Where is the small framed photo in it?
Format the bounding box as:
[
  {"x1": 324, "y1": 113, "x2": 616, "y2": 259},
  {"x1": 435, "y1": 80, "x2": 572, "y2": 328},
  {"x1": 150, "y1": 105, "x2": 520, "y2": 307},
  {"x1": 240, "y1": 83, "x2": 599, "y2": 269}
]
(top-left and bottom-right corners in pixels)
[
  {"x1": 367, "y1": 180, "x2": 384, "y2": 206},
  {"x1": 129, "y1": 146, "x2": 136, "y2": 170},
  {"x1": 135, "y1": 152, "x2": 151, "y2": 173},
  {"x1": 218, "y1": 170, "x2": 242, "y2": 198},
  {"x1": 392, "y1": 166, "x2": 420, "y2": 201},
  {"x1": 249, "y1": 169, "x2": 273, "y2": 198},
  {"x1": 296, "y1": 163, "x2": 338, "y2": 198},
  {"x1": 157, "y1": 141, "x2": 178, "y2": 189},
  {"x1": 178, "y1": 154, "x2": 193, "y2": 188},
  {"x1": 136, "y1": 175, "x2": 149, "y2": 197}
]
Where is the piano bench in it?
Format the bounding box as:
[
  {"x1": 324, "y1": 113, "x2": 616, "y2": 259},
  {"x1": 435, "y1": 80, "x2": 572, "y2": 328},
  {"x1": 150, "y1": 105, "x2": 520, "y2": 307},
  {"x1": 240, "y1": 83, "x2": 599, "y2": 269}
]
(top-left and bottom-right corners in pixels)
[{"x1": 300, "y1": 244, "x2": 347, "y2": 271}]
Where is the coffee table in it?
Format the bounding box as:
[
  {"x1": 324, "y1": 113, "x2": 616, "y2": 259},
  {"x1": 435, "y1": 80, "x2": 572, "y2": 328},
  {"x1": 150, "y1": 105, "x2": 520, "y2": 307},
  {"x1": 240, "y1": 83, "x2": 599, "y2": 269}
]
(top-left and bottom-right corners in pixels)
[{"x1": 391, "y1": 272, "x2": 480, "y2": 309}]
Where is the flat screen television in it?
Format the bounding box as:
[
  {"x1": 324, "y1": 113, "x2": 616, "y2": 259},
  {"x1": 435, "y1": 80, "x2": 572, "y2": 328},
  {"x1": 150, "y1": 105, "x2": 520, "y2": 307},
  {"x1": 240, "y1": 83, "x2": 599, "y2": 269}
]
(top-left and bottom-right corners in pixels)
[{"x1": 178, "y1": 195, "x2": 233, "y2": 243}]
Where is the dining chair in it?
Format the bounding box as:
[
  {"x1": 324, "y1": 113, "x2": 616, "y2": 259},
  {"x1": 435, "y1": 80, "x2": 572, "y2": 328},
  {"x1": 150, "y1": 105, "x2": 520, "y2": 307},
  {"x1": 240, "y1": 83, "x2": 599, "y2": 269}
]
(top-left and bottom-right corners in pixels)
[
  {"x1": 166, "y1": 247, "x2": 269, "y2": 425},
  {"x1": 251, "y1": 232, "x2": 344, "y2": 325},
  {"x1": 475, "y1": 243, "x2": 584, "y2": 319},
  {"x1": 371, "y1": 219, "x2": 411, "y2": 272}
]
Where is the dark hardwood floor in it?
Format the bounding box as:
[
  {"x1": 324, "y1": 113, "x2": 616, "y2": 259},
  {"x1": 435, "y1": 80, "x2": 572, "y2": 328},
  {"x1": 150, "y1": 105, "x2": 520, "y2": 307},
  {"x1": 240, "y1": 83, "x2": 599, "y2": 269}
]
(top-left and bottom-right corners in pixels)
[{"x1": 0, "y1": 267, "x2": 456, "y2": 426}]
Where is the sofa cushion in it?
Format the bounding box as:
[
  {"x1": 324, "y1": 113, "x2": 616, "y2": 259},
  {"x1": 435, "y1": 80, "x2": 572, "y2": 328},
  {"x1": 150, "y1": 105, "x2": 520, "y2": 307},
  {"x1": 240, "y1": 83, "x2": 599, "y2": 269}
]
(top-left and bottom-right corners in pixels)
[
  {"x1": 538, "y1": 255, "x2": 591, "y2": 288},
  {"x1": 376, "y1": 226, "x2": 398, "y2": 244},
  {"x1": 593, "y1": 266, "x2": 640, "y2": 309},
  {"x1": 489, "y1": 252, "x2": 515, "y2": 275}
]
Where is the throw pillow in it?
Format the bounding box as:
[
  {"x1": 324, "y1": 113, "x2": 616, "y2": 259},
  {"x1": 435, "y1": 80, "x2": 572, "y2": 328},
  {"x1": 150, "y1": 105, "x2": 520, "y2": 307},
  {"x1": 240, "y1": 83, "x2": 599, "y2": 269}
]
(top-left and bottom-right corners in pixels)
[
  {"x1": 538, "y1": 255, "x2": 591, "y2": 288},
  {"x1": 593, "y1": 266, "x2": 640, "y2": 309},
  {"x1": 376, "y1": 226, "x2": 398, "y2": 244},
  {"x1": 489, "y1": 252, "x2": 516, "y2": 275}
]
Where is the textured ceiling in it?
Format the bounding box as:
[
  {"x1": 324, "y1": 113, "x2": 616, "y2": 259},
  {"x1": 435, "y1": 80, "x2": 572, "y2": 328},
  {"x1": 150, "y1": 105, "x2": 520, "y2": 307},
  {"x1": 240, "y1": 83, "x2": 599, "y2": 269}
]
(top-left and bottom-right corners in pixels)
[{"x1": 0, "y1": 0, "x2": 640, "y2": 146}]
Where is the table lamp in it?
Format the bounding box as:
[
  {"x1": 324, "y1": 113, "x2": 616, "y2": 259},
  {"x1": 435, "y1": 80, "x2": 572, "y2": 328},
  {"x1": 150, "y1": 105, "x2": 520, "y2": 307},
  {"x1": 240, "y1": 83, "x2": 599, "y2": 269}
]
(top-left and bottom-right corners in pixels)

____________

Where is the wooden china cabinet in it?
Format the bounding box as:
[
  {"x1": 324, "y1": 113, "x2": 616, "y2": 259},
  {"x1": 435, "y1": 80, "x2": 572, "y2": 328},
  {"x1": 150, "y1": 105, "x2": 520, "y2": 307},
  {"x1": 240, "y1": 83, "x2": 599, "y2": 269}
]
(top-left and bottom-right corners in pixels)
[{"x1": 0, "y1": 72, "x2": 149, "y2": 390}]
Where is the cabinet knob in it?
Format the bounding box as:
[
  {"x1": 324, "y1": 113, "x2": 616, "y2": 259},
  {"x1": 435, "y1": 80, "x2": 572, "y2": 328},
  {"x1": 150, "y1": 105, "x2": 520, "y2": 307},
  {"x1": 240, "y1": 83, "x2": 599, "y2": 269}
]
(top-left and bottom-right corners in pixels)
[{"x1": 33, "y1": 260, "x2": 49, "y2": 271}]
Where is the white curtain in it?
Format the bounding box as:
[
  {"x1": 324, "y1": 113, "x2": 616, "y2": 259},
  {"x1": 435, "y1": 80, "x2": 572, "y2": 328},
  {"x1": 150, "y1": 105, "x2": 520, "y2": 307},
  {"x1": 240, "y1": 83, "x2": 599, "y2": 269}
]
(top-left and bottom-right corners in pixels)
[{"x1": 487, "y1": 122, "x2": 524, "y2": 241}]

____________

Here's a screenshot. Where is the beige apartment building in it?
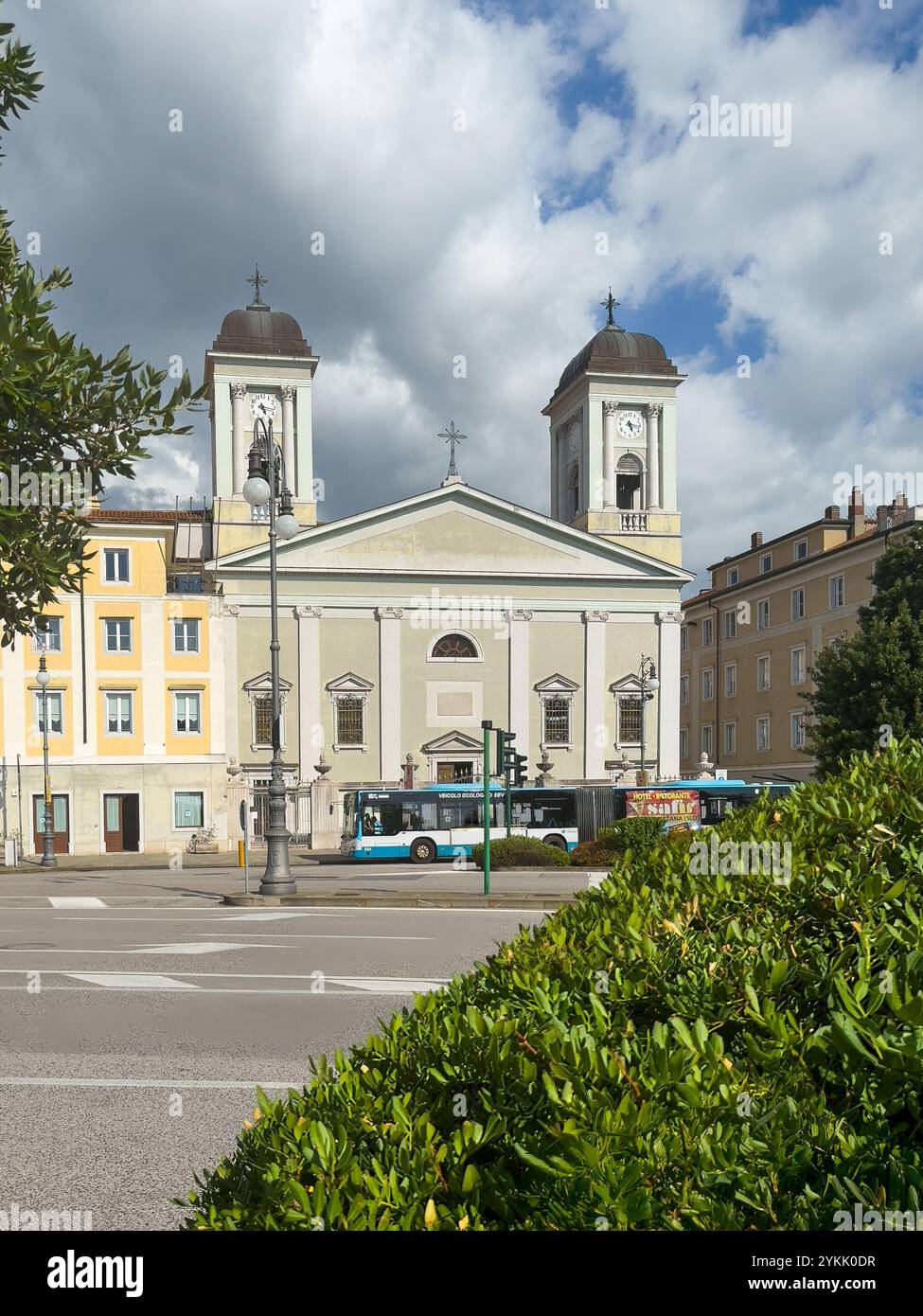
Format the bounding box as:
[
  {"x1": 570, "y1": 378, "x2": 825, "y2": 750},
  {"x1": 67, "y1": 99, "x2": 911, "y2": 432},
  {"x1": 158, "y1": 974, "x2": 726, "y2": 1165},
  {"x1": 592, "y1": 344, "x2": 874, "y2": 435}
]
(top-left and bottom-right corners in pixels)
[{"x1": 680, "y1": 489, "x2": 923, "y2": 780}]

____________

Extraia, por favor, todas as linhas acima que contêm a palavra "table". Diferencie maiúsculas de minúsculas.

Where is the coffee table in it?
Where is the table lamp in it?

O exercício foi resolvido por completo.